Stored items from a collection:
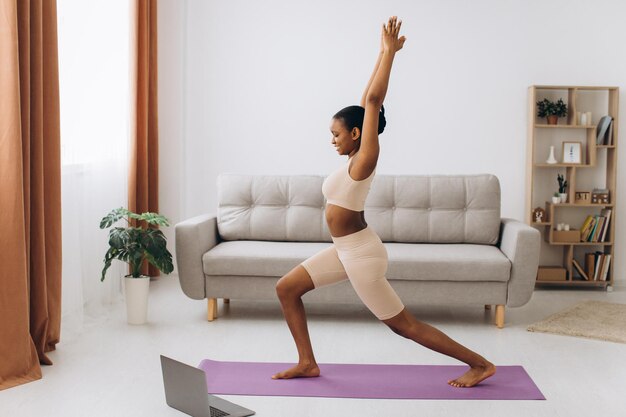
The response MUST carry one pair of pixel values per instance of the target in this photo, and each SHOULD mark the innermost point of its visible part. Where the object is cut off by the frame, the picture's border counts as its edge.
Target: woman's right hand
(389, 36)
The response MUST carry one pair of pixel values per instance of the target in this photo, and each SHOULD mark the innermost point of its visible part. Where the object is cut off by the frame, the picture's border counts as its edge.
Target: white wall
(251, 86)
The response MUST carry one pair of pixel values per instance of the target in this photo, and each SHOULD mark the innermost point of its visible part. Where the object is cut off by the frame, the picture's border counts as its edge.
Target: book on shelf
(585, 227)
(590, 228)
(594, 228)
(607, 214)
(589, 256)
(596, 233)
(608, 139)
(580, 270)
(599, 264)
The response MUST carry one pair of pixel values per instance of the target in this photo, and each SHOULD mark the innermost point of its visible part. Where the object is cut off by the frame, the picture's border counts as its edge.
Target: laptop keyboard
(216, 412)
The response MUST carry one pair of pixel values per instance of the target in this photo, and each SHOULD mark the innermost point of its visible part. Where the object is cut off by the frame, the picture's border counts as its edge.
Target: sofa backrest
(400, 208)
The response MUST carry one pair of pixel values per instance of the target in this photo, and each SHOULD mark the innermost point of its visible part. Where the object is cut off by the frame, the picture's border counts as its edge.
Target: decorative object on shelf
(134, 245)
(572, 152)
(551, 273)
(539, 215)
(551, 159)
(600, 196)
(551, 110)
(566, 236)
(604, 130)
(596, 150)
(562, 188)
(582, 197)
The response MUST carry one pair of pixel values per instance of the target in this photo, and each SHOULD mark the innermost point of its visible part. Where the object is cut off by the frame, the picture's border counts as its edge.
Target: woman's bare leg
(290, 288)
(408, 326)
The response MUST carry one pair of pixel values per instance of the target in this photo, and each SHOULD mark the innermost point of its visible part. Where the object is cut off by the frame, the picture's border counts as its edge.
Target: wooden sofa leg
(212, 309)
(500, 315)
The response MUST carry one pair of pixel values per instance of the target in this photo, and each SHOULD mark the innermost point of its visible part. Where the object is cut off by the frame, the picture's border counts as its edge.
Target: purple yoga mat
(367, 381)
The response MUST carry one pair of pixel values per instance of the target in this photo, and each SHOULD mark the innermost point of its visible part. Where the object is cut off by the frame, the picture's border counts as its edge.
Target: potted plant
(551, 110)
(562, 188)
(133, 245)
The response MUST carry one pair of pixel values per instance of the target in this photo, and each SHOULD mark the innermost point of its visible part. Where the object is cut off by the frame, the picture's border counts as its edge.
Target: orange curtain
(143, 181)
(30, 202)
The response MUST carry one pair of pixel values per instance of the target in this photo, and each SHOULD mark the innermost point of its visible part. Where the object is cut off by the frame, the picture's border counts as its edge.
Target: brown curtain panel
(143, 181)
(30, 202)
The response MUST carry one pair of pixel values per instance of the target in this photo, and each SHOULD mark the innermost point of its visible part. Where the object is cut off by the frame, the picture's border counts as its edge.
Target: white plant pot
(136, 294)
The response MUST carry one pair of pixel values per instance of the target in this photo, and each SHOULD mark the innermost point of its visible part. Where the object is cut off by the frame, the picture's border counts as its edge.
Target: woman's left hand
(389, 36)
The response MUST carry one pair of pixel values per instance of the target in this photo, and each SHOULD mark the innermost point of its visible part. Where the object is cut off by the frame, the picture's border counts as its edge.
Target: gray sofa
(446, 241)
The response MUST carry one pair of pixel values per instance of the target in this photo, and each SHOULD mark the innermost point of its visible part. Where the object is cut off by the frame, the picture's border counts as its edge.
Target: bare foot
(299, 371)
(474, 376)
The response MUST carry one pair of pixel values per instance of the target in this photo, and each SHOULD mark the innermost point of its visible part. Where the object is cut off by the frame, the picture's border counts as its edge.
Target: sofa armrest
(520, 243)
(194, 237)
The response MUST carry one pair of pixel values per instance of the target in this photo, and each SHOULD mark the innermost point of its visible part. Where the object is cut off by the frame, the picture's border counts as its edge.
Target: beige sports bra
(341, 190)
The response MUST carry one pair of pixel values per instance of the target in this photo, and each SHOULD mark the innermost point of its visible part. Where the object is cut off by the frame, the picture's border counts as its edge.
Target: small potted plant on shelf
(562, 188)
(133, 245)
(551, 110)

§ What is being asked: Output nothing but the lines from the one containing "Target: woman's left hand" through the last line of the data, exactly as they stand.

§ Your response:
Target: woman's left hand
(389, 36)
The response MUST carry one pair of pixel values per instance of the target in this photo, and each SHOULD mark the innermost point of its visible part. Where the object is cut off by the frame, the picture's border counts as its edge.
Target: gray sofa
(446, 241)
The response MUST carry one pair of pixel values per instance of the target in this photo, and each SHOULD mark the innermost point of its visible part. Where the object is cut off by the frame, the picture's border counts as its edge.
Target: bare foot
(299, 371)
(474, 376)
The response MUST carry one pair of pixel values per instance of the target in this photo, and each SHOULD mark the innermost point of its visible part. Where the object is cut off by the frame, the picture's border counts as its edge.
Target: sofa armrest
(520, 243)
(194, 237)
The response MUST carry one pair of pixel values per instance of the target in this photo, and each SHOULD mark the innermost point of its visible part. Where the object is cut off by the frame, the picture's border counts as its edge.
Target: beige sports bra
(341, 190)
The response MUST carry one pair of pixel values per instance of the target in this photo, and each SHOULD mark the innermost point of its visible part. Where the object is cut off by the frame, the picture's border counts as its edge.
Target: small potted plant on shelf
(562, 188)
(133, 245)
(551, 110)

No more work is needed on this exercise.